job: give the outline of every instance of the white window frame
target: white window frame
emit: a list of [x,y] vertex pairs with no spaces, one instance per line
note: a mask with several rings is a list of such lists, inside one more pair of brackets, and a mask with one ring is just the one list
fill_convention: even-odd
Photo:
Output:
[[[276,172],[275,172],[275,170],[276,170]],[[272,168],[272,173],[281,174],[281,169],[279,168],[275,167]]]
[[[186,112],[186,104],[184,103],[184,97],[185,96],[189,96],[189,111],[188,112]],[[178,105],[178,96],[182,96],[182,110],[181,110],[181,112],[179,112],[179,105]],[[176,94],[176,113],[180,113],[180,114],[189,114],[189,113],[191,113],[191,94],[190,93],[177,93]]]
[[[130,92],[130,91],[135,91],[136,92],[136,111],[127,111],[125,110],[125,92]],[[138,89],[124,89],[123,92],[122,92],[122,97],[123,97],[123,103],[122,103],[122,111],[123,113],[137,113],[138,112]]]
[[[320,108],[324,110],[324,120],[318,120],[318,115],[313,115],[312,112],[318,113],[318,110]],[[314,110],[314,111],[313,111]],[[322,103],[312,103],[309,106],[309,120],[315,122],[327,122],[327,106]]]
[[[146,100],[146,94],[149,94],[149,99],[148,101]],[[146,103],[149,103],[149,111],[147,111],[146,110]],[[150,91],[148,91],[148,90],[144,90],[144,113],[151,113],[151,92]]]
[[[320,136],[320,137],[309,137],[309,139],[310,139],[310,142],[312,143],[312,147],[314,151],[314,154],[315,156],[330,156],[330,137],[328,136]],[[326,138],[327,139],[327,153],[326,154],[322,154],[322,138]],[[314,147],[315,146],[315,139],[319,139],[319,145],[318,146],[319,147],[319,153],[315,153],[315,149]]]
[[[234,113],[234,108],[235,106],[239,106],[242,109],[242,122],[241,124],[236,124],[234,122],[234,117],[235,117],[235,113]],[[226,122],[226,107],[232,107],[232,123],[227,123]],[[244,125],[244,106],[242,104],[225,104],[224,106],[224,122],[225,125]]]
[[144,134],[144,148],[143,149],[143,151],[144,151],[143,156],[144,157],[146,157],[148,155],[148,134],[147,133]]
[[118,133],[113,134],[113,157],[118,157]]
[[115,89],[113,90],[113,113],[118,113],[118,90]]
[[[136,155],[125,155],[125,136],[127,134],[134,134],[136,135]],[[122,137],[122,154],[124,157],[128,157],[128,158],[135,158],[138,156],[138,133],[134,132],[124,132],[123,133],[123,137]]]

━━━━━━━━━━━━━━━━━━━━━━━━━━━━━━

DO THIS. How many lines of the listing above contain the string "white", with case counting? Reply with the number only.

EXERCISE OUTPUT. 2